Referring expression pointing data:
-=-=-
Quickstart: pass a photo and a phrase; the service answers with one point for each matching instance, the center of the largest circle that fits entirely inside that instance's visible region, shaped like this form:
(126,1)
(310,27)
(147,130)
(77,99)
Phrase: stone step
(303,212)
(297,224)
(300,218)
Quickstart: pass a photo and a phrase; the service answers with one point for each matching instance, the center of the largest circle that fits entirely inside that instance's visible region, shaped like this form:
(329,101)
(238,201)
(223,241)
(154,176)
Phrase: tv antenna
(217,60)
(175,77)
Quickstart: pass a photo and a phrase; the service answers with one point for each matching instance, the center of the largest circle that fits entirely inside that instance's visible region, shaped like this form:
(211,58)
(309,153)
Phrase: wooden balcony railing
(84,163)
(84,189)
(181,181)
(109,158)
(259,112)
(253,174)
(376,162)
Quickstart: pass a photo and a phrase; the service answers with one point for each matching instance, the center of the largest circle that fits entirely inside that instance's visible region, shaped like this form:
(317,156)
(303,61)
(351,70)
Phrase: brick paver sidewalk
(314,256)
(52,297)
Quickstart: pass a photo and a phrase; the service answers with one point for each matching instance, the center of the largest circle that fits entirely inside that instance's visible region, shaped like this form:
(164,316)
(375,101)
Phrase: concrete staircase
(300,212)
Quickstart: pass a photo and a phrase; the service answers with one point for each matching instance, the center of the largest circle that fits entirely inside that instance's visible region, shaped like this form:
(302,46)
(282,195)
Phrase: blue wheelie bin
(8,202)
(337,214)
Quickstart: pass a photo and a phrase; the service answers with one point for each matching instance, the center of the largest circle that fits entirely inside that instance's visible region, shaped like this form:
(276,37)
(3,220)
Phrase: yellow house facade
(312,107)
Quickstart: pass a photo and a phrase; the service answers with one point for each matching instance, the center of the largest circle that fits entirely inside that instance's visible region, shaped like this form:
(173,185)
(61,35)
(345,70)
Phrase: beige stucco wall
-=-=-
-- How to complete this task --
Could you output all of the records above exactly as given?

-- Output of the task --
Quickstart: pass a photo and a phrase; the service answers with one point for each matching instance, the center of the largest circle that fits entirely inside that instance's visible region, shaped like this form:
(126,1)
(310,27)
(147,130)
(77,99)
Phrase: stone step
(303,212)
(297,224)
(300,218)
Quickstart: pass a photo and a phrase; the service answers with one point for each matching instance, the center of the largest circle that fits entirely inside that instance's visible region, shaped like this form:
(329,101)
(238,201)
(223,241)
(154,176)
Phrase: tv antenna
(217,60)
(175,77)
Quickstart: pass a photo and a phrase; the service answers with one point for each matching instance, the center of the largest circle that fits entirely inside that instance's visible region, shaped like this form:
(211,58)
(309,153)
Phrase: wooden balcony railing
(84,163)
(84,189)
(181,181)
(109,158)
(259,112)
(253,174)
(376,162)
Quickstart: pass a photo and a phrase; the service answers with one point for each matching instance, the center of the largest circle that fits entirely inside that instance's visible region, shaped like this form:
(317,156)
(303,61)
(351,70)
Phrase: brick paver sidewalk
(314,256)
(52,297)
Quickstart: pass a photo and a phrase; the service answers with one point for each matching instance, the center of the largest circle that fits entirely inside that instance's visible region, shaped like this form:
(164,316)
(375,101)
Phrase: concrete staircase
(300,212)
Quickstart: pass a photo and a phrase; the service answers with one point for each matching instance, the center of the largest circle that fits entirely inside that instance's visible region, shaped like this form:
(302,46)
(282,195)
Phrase: blue wheelie bin
(8,202)
(337,214)
Quickstart: pass a photo and a phrase; the service answers with one point for each matching instance, the center of the largest circle that fits entirely inside that instance's visible region, shaped like this form:
(276,37)
(3,220)
Phrase: yellow house facade
(312,107)
Quickstart: pass a photo and a phrase; the service answers with one point for each matching instance, the center of the largest circle that fits entirely inside that instance's visible region, shaped like this form:
(173,185)
(61,35)
(345,70)
Phrase: beige stucco wall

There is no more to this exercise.